DATA SHOWN:
>> begin

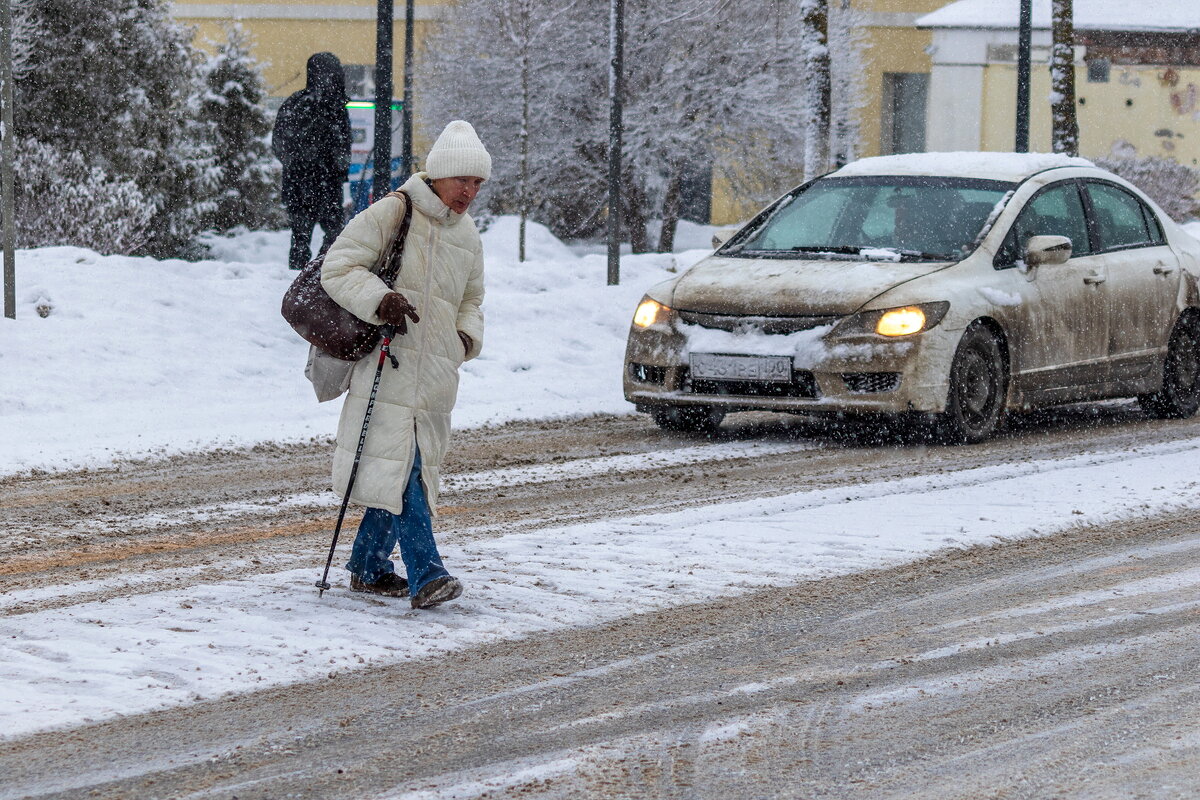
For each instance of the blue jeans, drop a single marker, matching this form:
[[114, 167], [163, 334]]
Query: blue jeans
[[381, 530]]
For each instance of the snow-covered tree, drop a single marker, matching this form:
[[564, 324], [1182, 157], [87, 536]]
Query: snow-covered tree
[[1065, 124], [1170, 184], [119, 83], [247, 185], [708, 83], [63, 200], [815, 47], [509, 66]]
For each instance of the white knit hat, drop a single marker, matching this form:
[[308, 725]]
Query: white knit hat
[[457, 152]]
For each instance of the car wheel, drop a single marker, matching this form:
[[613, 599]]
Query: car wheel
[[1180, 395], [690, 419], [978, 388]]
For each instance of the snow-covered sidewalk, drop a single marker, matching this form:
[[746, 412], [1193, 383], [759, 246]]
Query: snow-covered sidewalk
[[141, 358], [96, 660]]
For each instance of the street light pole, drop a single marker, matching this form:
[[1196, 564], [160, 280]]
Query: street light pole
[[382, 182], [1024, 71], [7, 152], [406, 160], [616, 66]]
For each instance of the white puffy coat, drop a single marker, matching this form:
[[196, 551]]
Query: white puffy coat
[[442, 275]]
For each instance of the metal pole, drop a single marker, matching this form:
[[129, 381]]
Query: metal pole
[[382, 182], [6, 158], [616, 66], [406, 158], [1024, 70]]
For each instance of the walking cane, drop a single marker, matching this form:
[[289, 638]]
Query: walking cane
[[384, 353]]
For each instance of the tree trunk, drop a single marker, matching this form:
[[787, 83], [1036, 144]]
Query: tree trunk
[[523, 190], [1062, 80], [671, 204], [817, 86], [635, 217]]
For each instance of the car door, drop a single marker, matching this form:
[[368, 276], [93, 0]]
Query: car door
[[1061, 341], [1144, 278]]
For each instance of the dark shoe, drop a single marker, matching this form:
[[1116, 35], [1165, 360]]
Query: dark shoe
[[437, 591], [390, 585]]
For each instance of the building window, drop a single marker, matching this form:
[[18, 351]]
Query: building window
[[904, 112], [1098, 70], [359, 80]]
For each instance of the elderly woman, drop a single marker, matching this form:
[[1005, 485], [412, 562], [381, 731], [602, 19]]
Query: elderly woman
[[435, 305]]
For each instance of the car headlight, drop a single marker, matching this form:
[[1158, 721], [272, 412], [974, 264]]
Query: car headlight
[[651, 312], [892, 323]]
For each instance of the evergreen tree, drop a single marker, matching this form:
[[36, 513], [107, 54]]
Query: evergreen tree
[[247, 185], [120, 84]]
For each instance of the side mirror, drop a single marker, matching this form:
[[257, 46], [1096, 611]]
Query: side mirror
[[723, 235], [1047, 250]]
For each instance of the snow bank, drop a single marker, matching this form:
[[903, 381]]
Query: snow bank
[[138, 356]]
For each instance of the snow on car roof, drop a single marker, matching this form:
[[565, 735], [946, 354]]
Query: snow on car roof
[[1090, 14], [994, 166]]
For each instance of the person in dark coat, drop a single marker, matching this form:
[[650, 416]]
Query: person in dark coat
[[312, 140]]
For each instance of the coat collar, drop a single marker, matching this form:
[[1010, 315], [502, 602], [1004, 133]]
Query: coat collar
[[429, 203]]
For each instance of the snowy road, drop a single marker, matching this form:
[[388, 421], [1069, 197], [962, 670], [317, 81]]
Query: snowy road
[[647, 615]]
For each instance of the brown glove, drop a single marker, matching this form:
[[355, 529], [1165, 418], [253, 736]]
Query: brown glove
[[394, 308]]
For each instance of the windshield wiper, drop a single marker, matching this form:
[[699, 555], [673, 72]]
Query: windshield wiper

>> end
>> begin

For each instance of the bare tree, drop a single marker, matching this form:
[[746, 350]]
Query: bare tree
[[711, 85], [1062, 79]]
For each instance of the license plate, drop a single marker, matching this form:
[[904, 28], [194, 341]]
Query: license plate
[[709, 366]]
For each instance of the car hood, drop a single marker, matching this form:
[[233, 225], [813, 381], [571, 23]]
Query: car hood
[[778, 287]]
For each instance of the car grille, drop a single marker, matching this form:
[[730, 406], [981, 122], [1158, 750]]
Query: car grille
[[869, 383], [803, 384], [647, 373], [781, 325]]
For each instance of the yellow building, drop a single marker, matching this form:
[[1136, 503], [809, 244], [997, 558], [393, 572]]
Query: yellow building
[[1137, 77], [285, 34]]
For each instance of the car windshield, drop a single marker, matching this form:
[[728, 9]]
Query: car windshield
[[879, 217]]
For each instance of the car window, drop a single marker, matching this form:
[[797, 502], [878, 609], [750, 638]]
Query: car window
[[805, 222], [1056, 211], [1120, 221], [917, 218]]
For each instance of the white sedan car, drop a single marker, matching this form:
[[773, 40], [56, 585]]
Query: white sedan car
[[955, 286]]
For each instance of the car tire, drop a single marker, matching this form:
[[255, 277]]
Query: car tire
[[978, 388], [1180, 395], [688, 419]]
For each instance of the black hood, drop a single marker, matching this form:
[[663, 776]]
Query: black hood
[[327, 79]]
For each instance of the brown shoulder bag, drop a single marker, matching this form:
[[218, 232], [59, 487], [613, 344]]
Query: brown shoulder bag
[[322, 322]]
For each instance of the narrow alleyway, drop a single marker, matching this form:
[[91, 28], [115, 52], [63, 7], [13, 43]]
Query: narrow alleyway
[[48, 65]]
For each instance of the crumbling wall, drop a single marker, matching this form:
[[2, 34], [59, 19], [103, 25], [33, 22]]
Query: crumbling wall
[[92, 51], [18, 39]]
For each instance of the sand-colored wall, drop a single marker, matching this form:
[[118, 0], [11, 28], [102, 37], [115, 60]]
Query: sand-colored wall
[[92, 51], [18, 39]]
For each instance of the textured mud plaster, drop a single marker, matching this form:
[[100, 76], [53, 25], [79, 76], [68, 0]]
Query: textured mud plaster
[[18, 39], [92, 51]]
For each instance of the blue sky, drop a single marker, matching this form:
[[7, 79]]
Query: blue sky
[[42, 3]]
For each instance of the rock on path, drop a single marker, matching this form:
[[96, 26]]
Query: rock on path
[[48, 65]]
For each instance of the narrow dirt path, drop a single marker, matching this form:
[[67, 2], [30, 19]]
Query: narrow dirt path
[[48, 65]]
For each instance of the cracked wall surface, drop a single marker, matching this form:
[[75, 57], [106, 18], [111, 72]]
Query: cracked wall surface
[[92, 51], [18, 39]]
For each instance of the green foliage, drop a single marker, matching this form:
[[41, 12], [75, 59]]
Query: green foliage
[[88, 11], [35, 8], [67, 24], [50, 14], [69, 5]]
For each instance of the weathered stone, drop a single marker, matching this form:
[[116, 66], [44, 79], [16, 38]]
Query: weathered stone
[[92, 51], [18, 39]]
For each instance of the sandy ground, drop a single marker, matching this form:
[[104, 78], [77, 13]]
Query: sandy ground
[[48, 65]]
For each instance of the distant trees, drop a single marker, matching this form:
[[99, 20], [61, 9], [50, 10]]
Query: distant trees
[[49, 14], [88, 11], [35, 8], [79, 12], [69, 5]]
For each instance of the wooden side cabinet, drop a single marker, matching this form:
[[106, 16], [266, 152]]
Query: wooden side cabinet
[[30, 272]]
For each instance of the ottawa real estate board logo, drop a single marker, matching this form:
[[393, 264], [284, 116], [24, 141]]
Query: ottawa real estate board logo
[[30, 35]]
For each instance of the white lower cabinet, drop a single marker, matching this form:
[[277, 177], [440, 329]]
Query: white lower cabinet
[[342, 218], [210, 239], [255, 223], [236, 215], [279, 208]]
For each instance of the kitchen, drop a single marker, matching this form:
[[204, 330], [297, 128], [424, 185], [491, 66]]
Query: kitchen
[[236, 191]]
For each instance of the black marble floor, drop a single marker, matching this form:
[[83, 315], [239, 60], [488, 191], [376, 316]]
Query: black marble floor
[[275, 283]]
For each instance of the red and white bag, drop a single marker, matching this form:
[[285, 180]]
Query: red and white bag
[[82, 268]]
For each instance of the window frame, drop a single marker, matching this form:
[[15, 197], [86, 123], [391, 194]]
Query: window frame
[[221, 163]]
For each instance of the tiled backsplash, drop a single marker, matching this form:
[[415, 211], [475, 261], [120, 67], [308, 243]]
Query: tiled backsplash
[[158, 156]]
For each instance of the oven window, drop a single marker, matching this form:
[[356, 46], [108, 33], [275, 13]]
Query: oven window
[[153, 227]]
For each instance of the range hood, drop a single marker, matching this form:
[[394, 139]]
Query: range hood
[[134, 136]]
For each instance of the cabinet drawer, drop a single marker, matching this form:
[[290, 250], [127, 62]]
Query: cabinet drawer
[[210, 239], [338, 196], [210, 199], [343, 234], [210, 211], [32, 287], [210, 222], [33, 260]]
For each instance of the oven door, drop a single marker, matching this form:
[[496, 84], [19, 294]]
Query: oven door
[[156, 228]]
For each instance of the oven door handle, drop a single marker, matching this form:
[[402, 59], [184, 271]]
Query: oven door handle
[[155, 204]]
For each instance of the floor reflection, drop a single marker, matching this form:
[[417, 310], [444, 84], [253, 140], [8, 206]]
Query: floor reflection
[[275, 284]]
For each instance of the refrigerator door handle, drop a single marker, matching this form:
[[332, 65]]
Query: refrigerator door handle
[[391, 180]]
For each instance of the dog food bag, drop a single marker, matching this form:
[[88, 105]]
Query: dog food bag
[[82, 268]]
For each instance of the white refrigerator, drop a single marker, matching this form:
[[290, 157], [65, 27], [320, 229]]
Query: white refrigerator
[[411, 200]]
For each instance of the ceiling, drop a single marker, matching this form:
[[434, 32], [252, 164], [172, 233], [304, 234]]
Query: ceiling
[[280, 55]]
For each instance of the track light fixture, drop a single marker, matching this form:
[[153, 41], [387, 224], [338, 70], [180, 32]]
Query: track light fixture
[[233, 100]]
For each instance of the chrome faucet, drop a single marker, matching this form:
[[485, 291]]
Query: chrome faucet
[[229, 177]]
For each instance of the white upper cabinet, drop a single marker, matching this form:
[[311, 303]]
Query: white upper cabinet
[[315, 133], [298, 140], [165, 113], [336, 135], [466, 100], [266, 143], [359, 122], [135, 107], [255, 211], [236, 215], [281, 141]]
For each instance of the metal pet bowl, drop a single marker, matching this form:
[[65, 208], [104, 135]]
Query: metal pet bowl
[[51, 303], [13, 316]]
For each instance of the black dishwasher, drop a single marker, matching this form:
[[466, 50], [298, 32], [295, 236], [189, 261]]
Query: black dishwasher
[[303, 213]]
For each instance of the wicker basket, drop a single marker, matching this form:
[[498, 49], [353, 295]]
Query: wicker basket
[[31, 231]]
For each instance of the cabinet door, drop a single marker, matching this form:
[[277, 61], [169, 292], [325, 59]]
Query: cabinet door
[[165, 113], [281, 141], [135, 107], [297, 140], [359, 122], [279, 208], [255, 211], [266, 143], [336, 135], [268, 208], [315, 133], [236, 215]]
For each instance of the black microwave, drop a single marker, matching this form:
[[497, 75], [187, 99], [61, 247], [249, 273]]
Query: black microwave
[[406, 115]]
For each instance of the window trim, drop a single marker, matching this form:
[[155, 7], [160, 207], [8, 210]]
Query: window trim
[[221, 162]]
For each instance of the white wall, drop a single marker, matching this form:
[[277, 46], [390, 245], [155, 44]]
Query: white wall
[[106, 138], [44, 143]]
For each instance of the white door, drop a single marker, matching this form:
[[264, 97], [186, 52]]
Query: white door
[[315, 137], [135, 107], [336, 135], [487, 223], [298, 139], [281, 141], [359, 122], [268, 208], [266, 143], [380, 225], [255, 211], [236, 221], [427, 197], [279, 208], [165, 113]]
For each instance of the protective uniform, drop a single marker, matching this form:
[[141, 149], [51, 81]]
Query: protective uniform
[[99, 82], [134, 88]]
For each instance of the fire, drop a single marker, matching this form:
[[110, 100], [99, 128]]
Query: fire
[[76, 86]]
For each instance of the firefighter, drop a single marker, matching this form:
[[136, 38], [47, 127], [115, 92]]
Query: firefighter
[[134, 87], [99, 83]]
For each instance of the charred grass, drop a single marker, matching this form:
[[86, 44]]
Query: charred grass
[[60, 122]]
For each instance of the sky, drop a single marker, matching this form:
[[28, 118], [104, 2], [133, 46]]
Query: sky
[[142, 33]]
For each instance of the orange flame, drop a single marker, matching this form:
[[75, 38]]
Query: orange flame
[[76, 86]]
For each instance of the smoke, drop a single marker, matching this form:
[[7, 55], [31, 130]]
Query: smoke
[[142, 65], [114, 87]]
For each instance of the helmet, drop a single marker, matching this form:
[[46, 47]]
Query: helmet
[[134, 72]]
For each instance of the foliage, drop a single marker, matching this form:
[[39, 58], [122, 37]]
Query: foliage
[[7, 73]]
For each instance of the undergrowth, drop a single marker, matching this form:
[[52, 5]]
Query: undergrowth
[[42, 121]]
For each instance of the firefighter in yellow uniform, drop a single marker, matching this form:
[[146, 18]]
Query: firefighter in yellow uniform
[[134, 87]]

>> end
>> begin

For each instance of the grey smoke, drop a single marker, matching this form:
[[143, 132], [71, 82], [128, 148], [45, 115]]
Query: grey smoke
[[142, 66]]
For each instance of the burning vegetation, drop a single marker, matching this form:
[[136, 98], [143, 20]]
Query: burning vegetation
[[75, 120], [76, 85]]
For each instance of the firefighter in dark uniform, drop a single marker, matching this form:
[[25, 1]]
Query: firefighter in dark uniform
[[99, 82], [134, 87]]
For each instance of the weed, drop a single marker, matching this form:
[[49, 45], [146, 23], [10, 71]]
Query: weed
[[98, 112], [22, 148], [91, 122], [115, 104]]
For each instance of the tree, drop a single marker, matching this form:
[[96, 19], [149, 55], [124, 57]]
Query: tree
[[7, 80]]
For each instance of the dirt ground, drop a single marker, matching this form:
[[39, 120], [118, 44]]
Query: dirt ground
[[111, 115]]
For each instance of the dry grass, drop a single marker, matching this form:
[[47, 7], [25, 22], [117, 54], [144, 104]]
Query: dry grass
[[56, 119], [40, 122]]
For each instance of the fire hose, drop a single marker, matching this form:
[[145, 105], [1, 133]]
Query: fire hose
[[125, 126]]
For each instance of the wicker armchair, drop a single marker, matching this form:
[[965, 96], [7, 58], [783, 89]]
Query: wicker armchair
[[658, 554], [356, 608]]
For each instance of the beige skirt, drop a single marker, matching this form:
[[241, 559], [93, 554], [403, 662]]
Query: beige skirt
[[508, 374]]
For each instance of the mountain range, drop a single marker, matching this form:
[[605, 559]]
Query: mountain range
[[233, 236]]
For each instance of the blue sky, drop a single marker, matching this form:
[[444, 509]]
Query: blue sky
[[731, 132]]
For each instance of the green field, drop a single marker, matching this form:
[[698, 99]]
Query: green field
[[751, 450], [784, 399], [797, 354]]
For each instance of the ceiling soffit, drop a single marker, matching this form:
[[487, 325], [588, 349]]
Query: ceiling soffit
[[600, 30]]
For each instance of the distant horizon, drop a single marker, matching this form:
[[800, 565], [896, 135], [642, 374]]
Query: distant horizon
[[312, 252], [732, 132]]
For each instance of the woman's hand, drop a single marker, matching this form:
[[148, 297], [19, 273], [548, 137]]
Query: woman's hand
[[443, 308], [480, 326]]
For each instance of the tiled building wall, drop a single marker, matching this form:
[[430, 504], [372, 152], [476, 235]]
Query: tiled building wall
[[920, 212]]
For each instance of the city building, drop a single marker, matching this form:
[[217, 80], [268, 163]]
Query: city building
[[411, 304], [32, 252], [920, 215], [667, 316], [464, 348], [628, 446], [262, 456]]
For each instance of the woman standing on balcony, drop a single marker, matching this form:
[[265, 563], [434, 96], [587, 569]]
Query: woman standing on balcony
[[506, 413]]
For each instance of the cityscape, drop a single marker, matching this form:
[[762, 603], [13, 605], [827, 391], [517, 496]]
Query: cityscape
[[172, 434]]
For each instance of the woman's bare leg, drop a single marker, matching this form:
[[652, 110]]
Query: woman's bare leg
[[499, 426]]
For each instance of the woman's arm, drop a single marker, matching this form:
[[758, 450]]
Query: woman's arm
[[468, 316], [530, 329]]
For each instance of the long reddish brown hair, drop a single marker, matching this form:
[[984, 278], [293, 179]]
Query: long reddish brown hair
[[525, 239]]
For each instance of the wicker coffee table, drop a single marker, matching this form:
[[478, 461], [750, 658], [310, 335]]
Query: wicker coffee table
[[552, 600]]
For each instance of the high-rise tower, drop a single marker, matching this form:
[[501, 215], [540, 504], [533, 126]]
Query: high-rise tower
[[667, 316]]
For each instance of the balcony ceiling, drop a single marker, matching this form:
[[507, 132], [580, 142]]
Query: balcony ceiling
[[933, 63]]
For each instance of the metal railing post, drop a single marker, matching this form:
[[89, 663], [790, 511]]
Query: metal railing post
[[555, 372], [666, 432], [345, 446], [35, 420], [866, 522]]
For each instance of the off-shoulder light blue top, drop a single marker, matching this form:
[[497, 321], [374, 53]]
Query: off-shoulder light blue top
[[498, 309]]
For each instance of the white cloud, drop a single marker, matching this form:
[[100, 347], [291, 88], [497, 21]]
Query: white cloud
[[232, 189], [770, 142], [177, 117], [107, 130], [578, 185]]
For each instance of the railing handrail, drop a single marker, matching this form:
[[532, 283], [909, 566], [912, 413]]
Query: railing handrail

>> end

TASK INSTRUCTIONS: Can you output the lines from the one containing "For each instance of the blue jeans, drop" through the one containing "[[1180, 395], [690, 419], [978, 388]]", both included, as a JSON list of strings with one string per line and blank lines left out?

THE ANSWER:
[
  "For each instance of the blue jeans, drop a single marker, matching this form:",
  "[[114, 167], [163, 334]]",
  "Query: blue jeans",
  "[[381, 530]]",
  "For each instance of the snow-covered tree, drop a single marker, matching this form:",
  "[[564, 324], [1182, 157], [87, 536]]",
  "Query: snow-covered tree",
  "[[1065, 124], [1170, 184], [119, 83], [247, 185], [708, 83], [63, 200], [815, 47], [509, 66]]",
  "For each instance of the white knit hat, drop a single marker, matching this form:",
  "[[308, 725]]",
  "Query: white knit hat",
  "[[457, 152]]",
  "For each instance of the car wheel, drop a single marker, matching this form:",
  "[[613, 599]]",
  "Query: car wheel",
  "[[1180, 395], [690, 419], [978, 388]]"
]